Would you extract the whole listing below and retype it exactly?

(Stored dataset items)
◆ ◆ ◆ ◆ ◆

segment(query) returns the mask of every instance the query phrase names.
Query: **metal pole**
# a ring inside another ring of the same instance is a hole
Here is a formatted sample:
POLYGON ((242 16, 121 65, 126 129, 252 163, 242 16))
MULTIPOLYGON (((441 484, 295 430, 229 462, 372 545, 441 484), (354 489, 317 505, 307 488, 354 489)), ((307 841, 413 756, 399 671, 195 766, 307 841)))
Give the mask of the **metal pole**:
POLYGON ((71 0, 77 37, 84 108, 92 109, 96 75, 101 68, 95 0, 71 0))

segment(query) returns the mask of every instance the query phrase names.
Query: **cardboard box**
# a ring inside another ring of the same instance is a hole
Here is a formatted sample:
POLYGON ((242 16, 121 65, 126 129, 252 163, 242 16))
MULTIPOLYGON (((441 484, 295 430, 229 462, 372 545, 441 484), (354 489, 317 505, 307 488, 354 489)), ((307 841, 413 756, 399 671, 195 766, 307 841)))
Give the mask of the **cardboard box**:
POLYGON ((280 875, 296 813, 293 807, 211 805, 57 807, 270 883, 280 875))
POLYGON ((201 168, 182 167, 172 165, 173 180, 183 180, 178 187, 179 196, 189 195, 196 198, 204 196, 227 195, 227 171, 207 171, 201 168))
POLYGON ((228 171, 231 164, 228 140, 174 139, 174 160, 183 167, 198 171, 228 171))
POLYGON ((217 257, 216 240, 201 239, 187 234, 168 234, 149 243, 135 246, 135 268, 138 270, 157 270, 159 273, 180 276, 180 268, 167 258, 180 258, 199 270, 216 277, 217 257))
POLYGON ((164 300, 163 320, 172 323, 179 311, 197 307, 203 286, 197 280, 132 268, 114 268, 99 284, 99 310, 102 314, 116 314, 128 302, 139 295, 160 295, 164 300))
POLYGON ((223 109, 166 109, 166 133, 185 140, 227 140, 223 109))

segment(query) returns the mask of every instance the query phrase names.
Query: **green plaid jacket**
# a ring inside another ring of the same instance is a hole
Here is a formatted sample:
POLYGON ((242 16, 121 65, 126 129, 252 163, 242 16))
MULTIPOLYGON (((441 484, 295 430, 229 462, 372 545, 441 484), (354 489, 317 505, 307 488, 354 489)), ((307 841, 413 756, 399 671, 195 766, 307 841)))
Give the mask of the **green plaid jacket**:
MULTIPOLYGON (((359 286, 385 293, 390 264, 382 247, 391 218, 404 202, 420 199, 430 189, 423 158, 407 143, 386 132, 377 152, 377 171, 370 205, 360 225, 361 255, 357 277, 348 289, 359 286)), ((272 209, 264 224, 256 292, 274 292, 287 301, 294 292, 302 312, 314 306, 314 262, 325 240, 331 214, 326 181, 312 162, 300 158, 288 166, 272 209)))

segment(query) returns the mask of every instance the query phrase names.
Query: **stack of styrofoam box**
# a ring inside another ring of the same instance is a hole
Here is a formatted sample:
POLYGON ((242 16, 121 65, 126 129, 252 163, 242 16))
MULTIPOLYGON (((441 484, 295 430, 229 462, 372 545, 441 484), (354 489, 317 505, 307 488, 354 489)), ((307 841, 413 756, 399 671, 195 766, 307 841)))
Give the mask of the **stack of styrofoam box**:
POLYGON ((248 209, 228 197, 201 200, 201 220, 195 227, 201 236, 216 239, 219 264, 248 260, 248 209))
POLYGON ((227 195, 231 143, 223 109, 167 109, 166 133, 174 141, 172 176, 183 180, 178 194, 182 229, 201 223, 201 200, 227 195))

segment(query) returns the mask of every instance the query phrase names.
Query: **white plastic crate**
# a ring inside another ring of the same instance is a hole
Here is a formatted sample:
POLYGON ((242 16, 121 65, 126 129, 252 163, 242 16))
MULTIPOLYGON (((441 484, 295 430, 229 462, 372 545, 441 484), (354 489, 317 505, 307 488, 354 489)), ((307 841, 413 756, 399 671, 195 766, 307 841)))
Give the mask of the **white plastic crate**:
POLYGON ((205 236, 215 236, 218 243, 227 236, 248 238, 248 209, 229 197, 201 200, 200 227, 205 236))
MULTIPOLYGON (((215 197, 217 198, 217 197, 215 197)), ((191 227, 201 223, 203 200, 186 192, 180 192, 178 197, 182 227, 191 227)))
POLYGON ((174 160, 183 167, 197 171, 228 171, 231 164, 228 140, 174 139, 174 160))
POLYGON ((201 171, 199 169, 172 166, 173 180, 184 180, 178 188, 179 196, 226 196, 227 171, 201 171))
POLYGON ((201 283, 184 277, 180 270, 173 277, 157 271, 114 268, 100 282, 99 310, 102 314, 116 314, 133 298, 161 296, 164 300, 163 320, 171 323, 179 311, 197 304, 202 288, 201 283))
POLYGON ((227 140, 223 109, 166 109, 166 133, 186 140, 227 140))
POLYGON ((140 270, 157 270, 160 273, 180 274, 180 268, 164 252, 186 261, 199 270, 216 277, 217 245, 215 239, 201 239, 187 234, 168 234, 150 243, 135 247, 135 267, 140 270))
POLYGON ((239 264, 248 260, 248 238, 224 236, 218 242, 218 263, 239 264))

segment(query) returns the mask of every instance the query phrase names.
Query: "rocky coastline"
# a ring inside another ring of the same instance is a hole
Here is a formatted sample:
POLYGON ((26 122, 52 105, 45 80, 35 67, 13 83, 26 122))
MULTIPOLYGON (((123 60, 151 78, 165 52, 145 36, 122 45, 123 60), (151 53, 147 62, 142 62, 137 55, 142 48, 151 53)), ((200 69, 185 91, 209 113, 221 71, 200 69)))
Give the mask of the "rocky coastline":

◆ ◆ ◆ ◆ ◆

→ SOLUTION FOR THIS TASK
segment(query) returns the mask of every instance the query phrase names.
Query: **metal pole**
# a ring inside another ring of the same instance is a hole
Here is a formatted sample:
POLYGON ((242 16, 121 65, 126 129, 252 163, 242 16))
MULTIPOLYGON (((441 484, 295 430, 229 462, 372 545, 441 484), (354 489, 317 505, 307 488, 354 489)), ((307 841, 413 756, 399 671, 195 766, 307 841)))
Give the mask of the **metal pole**:
POLYGON ((71 0, 77 37, 84 108, 92 109, 96 75, 101 68, 95 0, 71 0))

segment(query) returns the mask of every instance the query phrase names.
Query: **cardboard box**
# a ring inside another ring of the same instance is a hole
Here is a formatted sample:
POLYGON ((242 16, 121 65, 126 129, 252 163, 242 16))
MULTIPOLYGON (((441 484, 295 430, 229 462, 372 545, 441 484), (354 489, 317 505, 307 488, 354 489)), ((307 841, 413 756, 399 671, 195 766, 307 841)))
Give the mask of the **cardboard box**:
POLYGON ((280 875, 296 813, 293 807, 211 805, 57 807, 270 883, 280 875))
POLYGON ((201 168, 182 167, 172 165, 173 180, 183 180, 178 187, 179 196, 189 195, 196 198, 204 196, 227 195, 227 171, 207 171, 201 168))
POLYGON ((228 171, 231 164, 228 140, 174 139, 174 160, 183 167, 198 171, 228 171))
POLYGON ((217 257, 216 240, 201 239, 187 234, 168 234, 149 243, 135 246, 135 268, 138 270, 157 270, 159 273, 180 276, 180 268, 167 258, 180 258, 199 270, 216 277, 217 257))
POLYGON ((164 300, 163 320, 172 323, 179 311, 197 307, 203 286, 197 280, 132 268, 114 268, 99 284, 99 310, 102 314, 116 314, 128 302, 139 295, 160 295, 164 300))
POLYGON ((223 109, 166 109, 166 133, 185 140, 227 140, 223 109))

segment(query) returns the mask of every instance the query phrase names.
Query: **green plaid jacket**
# a ring inside another ring of the same instance is a hole
Here is a formatted sample:
POLYGON ((242 16, 121 65, 126 129, 252 163, 242 16))
MULTIPOLYGON (((441 484, 295 430, 229 462, 372 545, 441 484), (354 489, 317 505, 307 488, 354 489)), ((307 841, 413 756, 399 671, 195 766, 307 841)))
Give the mask of the **green plaid jacket**:
MULTIPOLYGON (((359 286, 385 293, 390 264, 382 247, 391 218, 404 202, 420 199, 430 189, 423 158, 407 143, 386 132, 377 152, 377 171, 370 205, 360 225, 361 255, 357 277, 348 289, 359 286)), ((272 209, 264 224, 256 292, 274 292, 287 301, 294 292, 302 312, 314 306, 314 262, 325 240, 331 214, 326 181, 312 162, 300 158, 288 166, 272 209)))

segment(query) returns the mask of every instance the query phrase names.
Query: **stack of styrofoam box**
# a ring inside another ring of the same instance is a hole
Here is a formatted sample:
POLYGON ((242 16, 121 65, 126 129, 252 163, 242 16))
MULTIPOLYGON (((441 484, 295 430, 229 462, 372 545, 441 484), (354 489, 317 505, 307 488, 354 489)), ((307 841, 413 756, 399 671, 195 766, 307 841)))
Give the mask of the **stack of styrofoam box**:
POLYGON ((248 209, 228 197, 201 200, 201 220, 195 227, 201 236, 216 239, 219 264, 248 260, 248 209))
POLYGON ((227 195, 231 143, 223 109, 167 109, 166 133, 174 141, 172 176, 183 180, 178 194, 182 229, 201 223, 201 200, 227 195))

segment(query) returns the mask of every instance the query phrase names.
Query: **white plastic crate**
# a ring inside another ring of the same instance is a hole
Here is a formatted sample:
POLYGON ((242 16, 121 65, 126 129, 252 163, 242 16))
MULTIPOLYGON (((441 484, 295 430, 229 462, 372 545, 441 484), (354 489, 317 505, 307 488, 354 489)), ((307 841, 413 756, 399 671, 195 766, 307 841)))
Give the mask of the **white plastic crate**:
POLYGON ((205 236, 215 236, 218 243, 227 236, 248 238, 248 209, 229 197, 201 200, 200 227, 205 236))
MULTIPOLYGON (((215 197, 217 198, 217 197, 215 197)), ((191 227, 201 223, 203 200, 186 192, 180 192, 178 197, 182 227, 191 227)))
POLYGON ((174 160, 183 167, 197 171, 228 171, 231 164, 228 140, 174 139, 174 160))
POLYGON ((201 171, 199 169, 172 166, 173 180, 184 180, 178 188, 179 196, 226 196, 227 171, 201 171))
POLYGON ((201 283, 184 277, 180 270, 173 277, 157 271, 114 268, 100 282, 99 310, 102 314, 116 314, 133 298, 161 296, 164 300, 163 320, 171 323, 179 311, 197 304, 202 288, 201 283))
POLYGON ((227 140, 223 109, 166 109, 166 133, 186 140, 227 140))
POLYGON ((140 270, 157 270, 160 273, 180 274, 180 268, 164 252, 186 261, 199 270, 216 277, 217 245, 215 239, 201 239, 187 234, 168 234, 150 243, 135 247, 135 267, 140 270))
POLYGON ((239 264, 248 260, 248 238, 224 236, 218 242, 218 263, 239 264))

segment(query) returns the mask of every instance the query phrase names.
Query: "rocky coastline"
# a ring inside another ring of the same instance is a hole
Here is a formatted sample:
POLYGON ((26 122, 52 105, 45 80, 35 67, 13 83, 26 122))
MULTIPOLYGON (((123 60, 151 78, 165 52, 145 36, 122 45, 123 60), (151 53, 147 62, 142 62, 137 55, 142 48, 151 53)), ((200 69, 185 91, 209 113, 221 71, 200 69)))
Give the mask of the "rocky coastline":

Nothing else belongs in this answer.